The candidate mappings can be viewed in simple tabular form, in Figure 4, in the editor along with the facility to further explore the relevant SNOMED CT hierarchy using the visualization technique described below. See  for comprehensive information regarding MoST.
Figure 4. Terminology view. The terminology binding view showing bind suggestions extracted from SNOMED CT by MoST. 14 results were returned by MoST for 'platelet count'. The user has reduced the number of results by selecting only the 'finding' and 'procedure' categories of SNOMED CT. The results can then be related to each other and surrounding context using the built in TermViz feature by clicking the 'Explore' button.
Large terminology systems with complex intertwined structure can be hard to navigate and get acquainted with. Free-text queries are possible entries into the exploration of such systems and the way results are presented has impact on the user's ability to grasp the overall structure of the system. Complex hierarchies like the one used in SNOMED CT, where nodes have multiple parents and several other relationship types, makes visualization challenging. A previous paper  presented a prototype, called TermViz, applying well-known methods from the fields of Information Visualization and Graph Drawing like 'focus+context' and self-organizing layouts. The user can simultaneously focus on several nodes in terminology systems and then use interactive animated graph navigation for further exploration without loosing context. 'Semantic zooming' i.e. reducing the amount of visible information, e.g. text labels far from focused nodes, is also available, see Figure 5. This part of the tool can also be used as a stand alone SNOMED CT browser. Updates regarding TermViz are available at http://www.imt.liu.se/~erisu/TermViz/ webcite
Figure 5. TermViz. Visualizing a part of the SNOMED CT hierarchy in TermViz. The graph can be interactively explored and expanded.
In this section the integrated application is demonstrated using the blood pressure archetype, shown in the interface view of the editor illustrated in Figure 6
Figure 6. Interface view. The interface view of the archetype editor showing how a blood pressure archetype might be rendered in an EHR system.

§ Exercise goal
Quote the passage on SNOMED CT exploration word for word, from "Figure 4. Terminology" up to and including "the 'Explore' button.". Rely only on the passage above.

Excerpts from a dataset:
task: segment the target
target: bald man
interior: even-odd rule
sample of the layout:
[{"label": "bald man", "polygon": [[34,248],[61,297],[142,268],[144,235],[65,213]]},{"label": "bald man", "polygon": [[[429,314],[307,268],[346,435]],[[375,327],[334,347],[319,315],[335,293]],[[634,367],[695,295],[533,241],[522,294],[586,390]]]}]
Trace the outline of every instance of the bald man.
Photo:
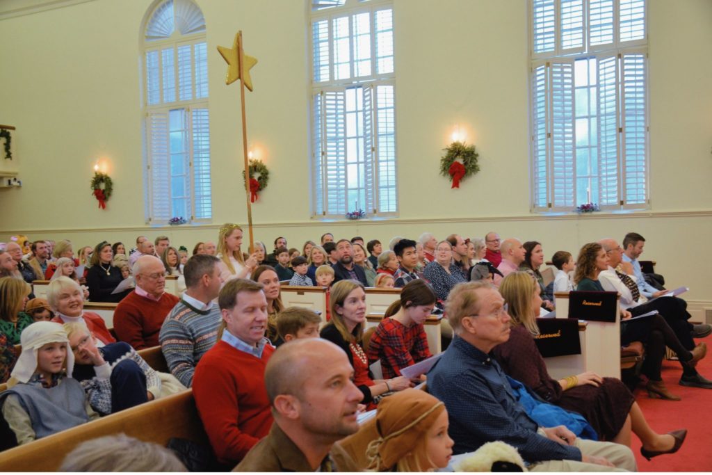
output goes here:
[{"label": "bald man", "polygon": [[500,246],[500,251],[502,253],[502,261],[497,266],[497,270],[501,272],[502,275],[494,275],[494,285],[497,287],[499,287],[502,279],[506,277],[507,274],[519,268],[520,264],[524,262],[524,256],[526,254],[522,241],[515,238],[505,239]]},{"label": "bald man", "polygon": [[320,338],[294,340],[267,363],[274,422],[234,471],[360,471],[334,443],[359,428],[363,395],[346,354]]}]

§ Output
Figure 4. Terminology view. The terminology binding view showing bind suggestions extracted from SNOMED CT by MoST. 14 results were returned by MoST for 'platelet count'. The user has reduced the number of results by selecting only the 'finding' and 'procedure' categories of SNOMED CT. The results can then be related to each other and surrounding context using the built in TermViz feature by clicking the 'Explore' button.